● **ЗАДАНИЕ**
Приведите участок отрывка от слов «Таким агентом в» до слов «в 1949 году.», заменив «Пьер» на «Жан».

***** ФРАГМЕНТ СТРАНИЦЫ

По аналогии вспоминается сильно меня задевший очерк Владимира Соловьева «Мой друг Джеймс Бонд». Автор приходит на похороны известного переводчика русской поэзии на английский язык, профессора Альберта Тодда, где присутствуют три его бывших жены. Одна из них вскользь, не придав этому значения, сообщает ему, что профессор по совместительству служил в ЦРУ. Я как-то раз встречался с Тоддом и вынес от встречи самое приятное впечатление: истинный джентльмен, высокий, красивый, с безупречными манерами, говоривший на чистом, пожалуй, слишком правильном, русском языке. Это он приглашал в Америку Евгения Евтушенко, Андрея Вознесенского, других прославленных шестидесятников и устраивал им концерты, на которых читал свои переводы их стихов не знавшей русского американской публике. Он же обеспечивал благоприятную прессу, а также возможность для своих советских коллег подработать на возглавляемой им кафедре славистики в нью-йоркском Квинс-колледже. Из очерка Соловьева следует, что наши поэты-шестидесятники приобрели всемирную славу в какой-то степени благодаря ЦРУ. Я очень не люблю клеить скользкие ярлыки достойным людям. Поэтому, прежде чем писать о Тодде, я посоветовался со знакомыми, лично знавшими его долгое время. И теперь я полагаю, что он взял на себя вполне благородную миссию посредника в налаживании культурных связей методом поэтических выступлений перед широкой публикой. Настоящие же агенты разведки публики чурались — они действовали за кулисами.

Таким агентом в романе Макьюэна предстает перед нами некий Пьер, «американец из класса патрициев», выходец из старого вермонтского рода, в прошлом профессор престижного американского Университета Брауна, имевший на своём счету монографии по истории Древней Греции и Персии. Его пригласили в Лондон поделиться опытом с сотрудниками МИ-5, занятыми налаживанием контактов с писателями. По его словам, «единственной по-настоящему интересной стороной Холодной войны, является война идей». В качестве примера агент ЦРУ приводит столкновение титанов советской и американской культур, происшедшее в нью-йоркском отеле «Уолдорф Астория» в 1949 году.

На так называемой «Научной конференции в защиту мира» присутствовал, среди прочих советских светил, великий композитор Дмитрий Шостакович, чей приезд в Америку против собственного желания состоялся по личному настоянию Сталина. Среди многочисленных американских делегатов, кто активно противостоял призывам правительства США считать Советский Союз, вчерашнего союзника во Второй мировой войне, опасным врагом, находились такие корифеи, как Леонард Бернстайн и Артур Миллер. Для советской делегации не подлежало сомнению, что конференция послужит ее пропагандистским целям, коль скоро она озвучивает «голос, если не свободы, то мира и разума», и поэтому «передовые деятели американской культуры на ее стороне».

**********
***** ИЗВЛЕЧЁННЫЕ ДАННЫЕ

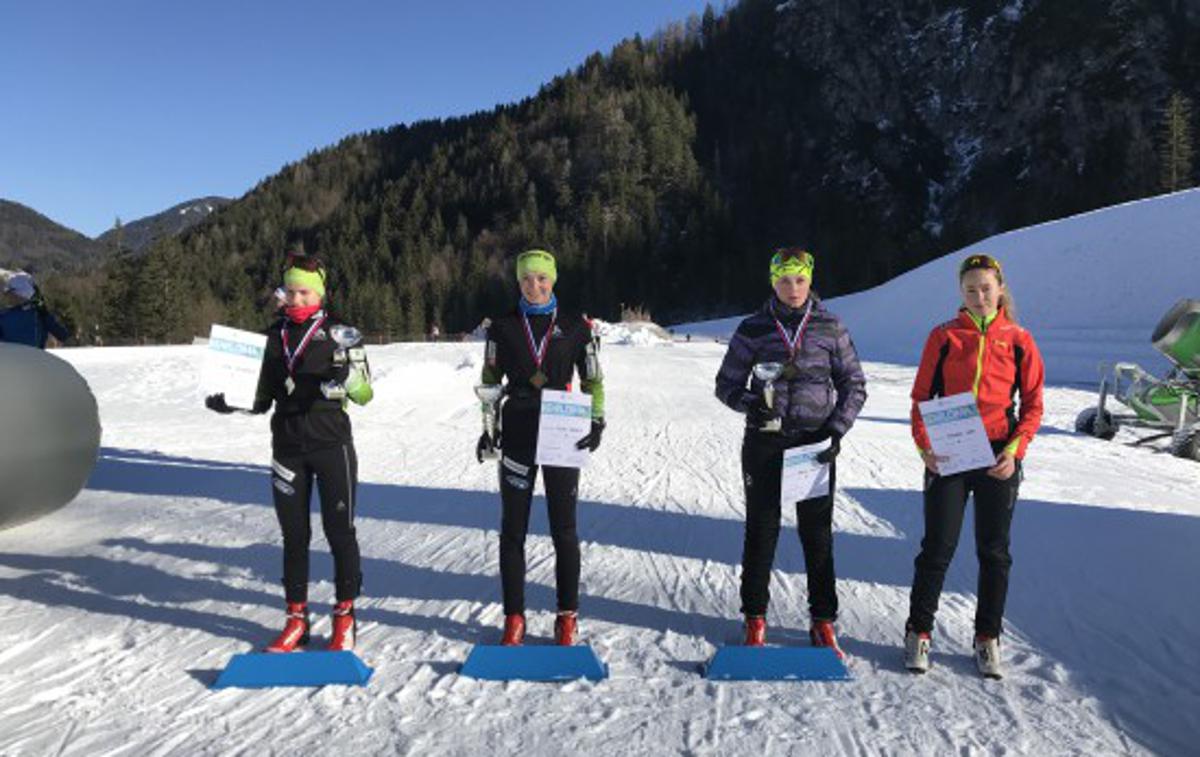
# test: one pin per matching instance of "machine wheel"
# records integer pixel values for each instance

**********
***** ИЗВЛЕЧЁННЫЕ ДАННЫЕ

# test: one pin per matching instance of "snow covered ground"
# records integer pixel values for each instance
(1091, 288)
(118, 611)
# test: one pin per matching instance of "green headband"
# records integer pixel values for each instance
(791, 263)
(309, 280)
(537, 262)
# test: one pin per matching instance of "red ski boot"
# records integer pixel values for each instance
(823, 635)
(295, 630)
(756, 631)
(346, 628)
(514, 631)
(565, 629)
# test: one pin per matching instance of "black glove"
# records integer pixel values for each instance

**********

● **ОТВЕТ**
Таким агентом в романе Макьюэна предстает перед нами некий Жан, «американец из класса патрициев», выходец из старого вермонтского рода, в прошлом профессор престижного американского Университета Брауна, имевший на своём счету монографии по истории Древней Греции и Персии. Его пригласили в Лондон поделиться опытом с сотрудниками МИ-5, занятыми налаживанием контактов с писателями. По его словам, «единственной по-настоящему интересной стороной Холодной войны, является война идей». В качестве примера агент ЦРУ приводит столкновение титанов советской и американской культур, происшедшее в нью-йоркском отеле «Уолдорф Астория» в 1949 году.